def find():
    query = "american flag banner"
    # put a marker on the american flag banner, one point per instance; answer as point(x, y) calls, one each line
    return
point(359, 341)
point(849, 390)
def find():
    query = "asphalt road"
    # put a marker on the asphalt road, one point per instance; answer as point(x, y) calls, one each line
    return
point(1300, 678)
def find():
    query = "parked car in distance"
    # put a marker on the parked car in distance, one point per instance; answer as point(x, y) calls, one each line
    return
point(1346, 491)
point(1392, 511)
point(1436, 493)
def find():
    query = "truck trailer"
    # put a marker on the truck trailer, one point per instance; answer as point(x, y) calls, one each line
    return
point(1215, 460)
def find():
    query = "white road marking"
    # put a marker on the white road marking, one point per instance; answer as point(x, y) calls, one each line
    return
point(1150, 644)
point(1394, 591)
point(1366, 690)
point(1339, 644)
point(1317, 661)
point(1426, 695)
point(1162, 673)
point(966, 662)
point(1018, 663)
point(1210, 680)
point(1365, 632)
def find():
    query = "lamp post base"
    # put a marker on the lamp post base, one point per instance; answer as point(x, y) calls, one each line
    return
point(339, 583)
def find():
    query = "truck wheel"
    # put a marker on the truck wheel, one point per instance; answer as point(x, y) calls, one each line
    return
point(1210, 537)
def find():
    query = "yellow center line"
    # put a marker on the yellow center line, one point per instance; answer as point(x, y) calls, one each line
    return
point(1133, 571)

• SET TASK
Select and copy out every line above that contains the string "road", matching case exactly.

• WRITTEN RESPONSE
    query = "asphalt road"
    # put a marker on the asphalt road, one point per instance; answer as point(x, y) calls, one each line
    query = "white road marking"
    # put a marker on the white road marking, one point per instance; answer as point(x, y) calls, one each line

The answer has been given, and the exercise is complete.